TAREAS ▸
[1] Según el fragmento, ¿cuánto tiempo se pasó disfrutando de Mérida antes de subir al ferry hacia la Isla Holbox?
[2] Selecciona cada línea de las filas que contenga la cadena "noseband", teniendo en cuenta mayúsculas y minúsculas.

FRAGMENTO ▸
▬▬▬▬▬▬▬▬▬▬
Quienes hemos nacido al borde del mar llevamos en un rinconcito de nuestra herencia genética la emoción por playas, mares, ríos y todos aquellos espacios que nos reconcilian con el líquido elemento de nuestro origen. Es algo un poco difícil de explicar a quienes son “de secano” porque nos miran como si fuéramos un poco fanáticos o quizás histéricos.

Eso me pasó al subir al ferry que nos llevaría a la Isla Holbox después de haber pasado una semana disfrutando de la ciudad de Mérida. La “ciudad blanca”, pero que no tiene ni tan siquiera un río en la superficie.

Desde Holbox se realizan agradables excursiones en barco para visitar las pequeñas islas de los alrededores. Un paseo acuático envueltos en pura naturaleza: aves como cormoranes, pelícanos y flamencos. Quizás delfines, iguanas y acaso cocodrilos entre las aguas de los manglares.

Las lanchas son sencillas, sin aspavientos confortables y el patrón -que tiene varias- dirige la operación de “carga” de pasajeros con una sonrisa afable. Los chalecos salvavidas descansan a nuestros pies y nos hace un guiño cómplice: si nos los ponemos nos asaremos de calor así que si sabemos nadar… De la misma amabilidad negligente hace gala una vez en alta mar, invitando a quien quiera arriesgarse, a trepar al toldo de la embarcación para disfrutar de la velocidad de la lancha “melena al viento”. A mí personalmente me parece una imprudencia temeraria y me quedo tan tranquila sujetando mi sombrero mientras la brisa marina me alborota los deseos. Cuestión de gustos.

La Isla de los Pájaros tiene una pequeño embarcadero con un par de torres de avistamiento de aves; hacemos “ah” y “oh” a la vista de unos cormoranes y unos cuantos flamencos rosados y me da la impresión de que todos aceptamos de buen grado retroceder a un tiempo de ensoñamiento, aquel en el que todavía podíamos emocionarnos ante la vista de algo maravilloso…o simplemente natural. ¿Qué nos impacta más, la expresión libre de la naturaleza o la obra del hombre?

Nos acercamos a la Isla de la Pasión -sin que nadie me explique el porqué de tal nombre- como no sea la asociación de sus bancos de arena inmaculados a las sábanas de un tálamo nupcial,  habitados por hermosas aves que, indiferentes a la invasión calma de su territorio, siguen mirando al horizonte azul, infinito, caliente, muy caliente.

En esta tierra hace un calor de castigo. Los turistas y los viajeros lo soportan porque se sabe que viene “en el lote”. Nos proveemos de abanicos y botellas de agua fresca allá donde podemos, las cabezas cubiertas, la crema solar rebosando grasientamente la piel. Pero el calor no es óbice ni impedimento para el disfrute de las hermosuras naturales que se ofrecen a nuestra vista. No así ese enemigo cuasi invisible, sanguinario -y nunca mejor dicho- confundido con los rayos de sol y la brisa del mar, esos habitantes que, por derecho propio, defienden su territorio a base de aniquilar la moral del “enemigo” con sus armas ancestrales y nunca obsoletas: los mosquitos.
▬▬▬▬▬▬▬▬▬▬
(Extractos de datos de señalamiento)
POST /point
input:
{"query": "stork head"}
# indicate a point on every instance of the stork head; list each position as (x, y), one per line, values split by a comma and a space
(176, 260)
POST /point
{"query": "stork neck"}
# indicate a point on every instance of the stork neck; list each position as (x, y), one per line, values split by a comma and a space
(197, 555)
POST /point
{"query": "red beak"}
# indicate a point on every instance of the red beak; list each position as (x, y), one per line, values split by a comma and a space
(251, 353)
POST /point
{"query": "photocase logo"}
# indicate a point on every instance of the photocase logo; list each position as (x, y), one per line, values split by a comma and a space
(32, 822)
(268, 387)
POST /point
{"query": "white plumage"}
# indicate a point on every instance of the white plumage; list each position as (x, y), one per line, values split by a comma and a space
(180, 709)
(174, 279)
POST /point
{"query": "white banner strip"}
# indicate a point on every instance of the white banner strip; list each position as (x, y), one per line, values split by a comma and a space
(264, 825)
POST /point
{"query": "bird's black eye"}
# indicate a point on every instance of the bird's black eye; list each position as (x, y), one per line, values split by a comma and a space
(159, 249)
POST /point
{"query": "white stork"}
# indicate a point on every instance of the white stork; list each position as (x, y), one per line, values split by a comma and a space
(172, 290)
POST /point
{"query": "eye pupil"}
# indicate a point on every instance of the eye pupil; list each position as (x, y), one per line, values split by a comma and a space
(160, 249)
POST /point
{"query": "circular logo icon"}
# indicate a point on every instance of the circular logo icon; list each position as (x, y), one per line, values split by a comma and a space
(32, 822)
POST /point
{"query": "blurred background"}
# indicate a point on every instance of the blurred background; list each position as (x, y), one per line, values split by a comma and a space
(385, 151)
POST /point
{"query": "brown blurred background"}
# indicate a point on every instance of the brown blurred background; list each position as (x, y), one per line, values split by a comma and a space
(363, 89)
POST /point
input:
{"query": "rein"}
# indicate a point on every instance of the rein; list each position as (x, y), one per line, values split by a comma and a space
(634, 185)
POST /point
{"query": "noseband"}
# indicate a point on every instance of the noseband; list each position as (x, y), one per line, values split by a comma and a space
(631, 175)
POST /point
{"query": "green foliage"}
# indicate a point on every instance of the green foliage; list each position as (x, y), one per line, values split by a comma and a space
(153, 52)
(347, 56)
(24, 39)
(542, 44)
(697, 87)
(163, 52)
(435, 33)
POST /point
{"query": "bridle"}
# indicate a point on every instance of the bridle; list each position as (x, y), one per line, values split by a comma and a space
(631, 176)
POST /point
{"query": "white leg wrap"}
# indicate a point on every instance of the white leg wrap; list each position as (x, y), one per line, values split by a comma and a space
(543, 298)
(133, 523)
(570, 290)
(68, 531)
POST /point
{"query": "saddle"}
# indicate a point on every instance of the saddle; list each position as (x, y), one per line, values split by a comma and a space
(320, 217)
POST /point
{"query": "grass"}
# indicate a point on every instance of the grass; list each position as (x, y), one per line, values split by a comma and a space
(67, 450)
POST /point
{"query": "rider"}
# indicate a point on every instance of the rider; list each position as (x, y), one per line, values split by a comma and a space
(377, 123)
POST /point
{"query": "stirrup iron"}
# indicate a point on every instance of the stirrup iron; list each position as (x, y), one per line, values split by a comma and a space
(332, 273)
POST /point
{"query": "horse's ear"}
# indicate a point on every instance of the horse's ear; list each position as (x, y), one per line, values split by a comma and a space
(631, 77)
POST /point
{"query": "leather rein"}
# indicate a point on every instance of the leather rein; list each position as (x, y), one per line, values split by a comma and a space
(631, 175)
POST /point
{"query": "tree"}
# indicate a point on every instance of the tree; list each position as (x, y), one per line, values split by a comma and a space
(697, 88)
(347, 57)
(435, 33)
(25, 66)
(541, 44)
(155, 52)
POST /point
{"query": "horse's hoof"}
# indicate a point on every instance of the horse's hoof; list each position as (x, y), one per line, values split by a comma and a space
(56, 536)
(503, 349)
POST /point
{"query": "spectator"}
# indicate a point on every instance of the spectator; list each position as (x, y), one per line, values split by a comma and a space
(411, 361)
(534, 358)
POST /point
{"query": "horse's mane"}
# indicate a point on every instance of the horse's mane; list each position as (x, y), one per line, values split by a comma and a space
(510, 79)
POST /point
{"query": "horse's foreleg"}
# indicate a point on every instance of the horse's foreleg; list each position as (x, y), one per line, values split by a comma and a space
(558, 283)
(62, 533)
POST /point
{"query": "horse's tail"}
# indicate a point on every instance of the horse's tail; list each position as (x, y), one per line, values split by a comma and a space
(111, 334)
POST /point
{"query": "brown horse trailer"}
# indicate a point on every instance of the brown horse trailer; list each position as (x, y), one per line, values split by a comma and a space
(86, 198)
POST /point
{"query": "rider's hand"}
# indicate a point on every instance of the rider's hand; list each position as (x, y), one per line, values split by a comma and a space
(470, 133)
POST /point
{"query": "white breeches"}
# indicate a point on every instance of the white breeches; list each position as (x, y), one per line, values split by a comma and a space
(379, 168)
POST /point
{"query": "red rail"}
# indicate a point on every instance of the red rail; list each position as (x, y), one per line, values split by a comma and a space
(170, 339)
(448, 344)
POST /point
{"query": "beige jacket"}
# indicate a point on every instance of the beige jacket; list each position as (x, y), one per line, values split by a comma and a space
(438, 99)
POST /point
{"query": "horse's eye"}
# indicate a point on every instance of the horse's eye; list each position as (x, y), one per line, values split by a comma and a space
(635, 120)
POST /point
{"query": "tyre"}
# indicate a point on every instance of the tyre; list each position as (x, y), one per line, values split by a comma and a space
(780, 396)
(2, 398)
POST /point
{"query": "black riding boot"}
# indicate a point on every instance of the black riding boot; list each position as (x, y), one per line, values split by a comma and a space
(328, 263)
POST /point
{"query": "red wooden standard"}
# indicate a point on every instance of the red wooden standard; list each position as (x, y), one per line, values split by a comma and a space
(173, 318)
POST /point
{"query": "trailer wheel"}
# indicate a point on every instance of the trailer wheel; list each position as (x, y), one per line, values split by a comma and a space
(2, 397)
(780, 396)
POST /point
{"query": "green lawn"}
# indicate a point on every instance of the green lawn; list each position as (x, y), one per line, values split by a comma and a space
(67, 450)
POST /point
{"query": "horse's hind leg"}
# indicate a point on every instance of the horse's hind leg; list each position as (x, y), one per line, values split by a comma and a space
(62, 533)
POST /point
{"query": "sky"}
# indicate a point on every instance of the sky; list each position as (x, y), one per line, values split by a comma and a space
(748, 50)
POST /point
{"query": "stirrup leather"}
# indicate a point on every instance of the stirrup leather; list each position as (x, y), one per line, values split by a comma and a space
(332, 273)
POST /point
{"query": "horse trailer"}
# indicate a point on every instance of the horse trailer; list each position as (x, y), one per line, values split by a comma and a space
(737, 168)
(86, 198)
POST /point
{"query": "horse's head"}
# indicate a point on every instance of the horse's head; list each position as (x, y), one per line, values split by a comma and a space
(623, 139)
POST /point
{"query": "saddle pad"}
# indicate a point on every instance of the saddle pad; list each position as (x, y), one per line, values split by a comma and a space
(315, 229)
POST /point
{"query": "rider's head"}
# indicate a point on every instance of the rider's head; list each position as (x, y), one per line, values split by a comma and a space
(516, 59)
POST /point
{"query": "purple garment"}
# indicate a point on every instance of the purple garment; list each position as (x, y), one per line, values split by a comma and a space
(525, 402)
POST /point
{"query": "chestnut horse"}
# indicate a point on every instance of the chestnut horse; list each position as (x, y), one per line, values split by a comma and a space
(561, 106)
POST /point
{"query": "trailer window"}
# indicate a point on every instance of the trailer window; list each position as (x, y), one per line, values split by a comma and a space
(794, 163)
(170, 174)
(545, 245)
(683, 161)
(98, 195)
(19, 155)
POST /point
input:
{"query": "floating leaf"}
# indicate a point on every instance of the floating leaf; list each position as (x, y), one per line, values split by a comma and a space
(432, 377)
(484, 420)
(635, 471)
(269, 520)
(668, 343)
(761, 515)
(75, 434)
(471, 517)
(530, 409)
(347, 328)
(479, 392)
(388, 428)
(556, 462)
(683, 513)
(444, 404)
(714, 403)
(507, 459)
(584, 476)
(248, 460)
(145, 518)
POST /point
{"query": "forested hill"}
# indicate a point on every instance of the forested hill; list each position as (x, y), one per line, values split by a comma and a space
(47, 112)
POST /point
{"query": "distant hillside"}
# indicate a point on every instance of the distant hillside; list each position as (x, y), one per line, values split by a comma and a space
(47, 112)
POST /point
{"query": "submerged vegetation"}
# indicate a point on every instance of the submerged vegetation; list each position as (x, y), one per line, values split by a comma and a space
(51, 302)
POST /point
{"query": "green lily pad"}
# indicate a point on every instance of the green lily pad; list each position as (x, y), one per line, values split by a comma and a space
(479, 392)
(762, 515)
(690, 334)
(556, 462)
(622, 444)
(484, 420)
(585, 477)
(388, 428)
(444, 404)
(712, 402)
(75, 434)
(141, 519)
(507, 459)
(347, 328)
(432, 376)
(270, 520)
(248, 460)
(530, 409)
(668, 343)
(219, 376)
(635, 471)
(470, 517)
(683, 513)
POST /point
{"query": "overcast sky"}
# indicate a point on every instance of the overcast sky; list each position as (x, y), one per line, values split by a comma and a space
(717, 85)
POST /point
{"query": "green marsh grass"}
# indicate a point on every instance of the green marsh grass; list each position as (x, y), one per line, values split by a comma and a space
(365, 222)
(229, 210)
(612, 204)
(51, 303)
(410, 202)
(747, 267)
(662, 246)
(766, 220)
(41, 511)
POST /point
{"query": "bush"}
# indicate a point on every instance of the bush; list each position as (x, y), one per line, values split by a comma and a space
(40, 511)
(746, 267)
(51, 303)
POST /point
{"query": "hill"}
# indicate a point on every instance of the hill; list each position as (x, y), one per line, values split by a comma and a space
▬▬▬▬▬▬▬▬▬▬
SOLUCIONES EN ORDEN ▸
[1] Una semana.

[2]
{"query": "noseband"}
# indicate a point on every instance of the noseband; list each position as (x, y), one per line, values split by a comma and a space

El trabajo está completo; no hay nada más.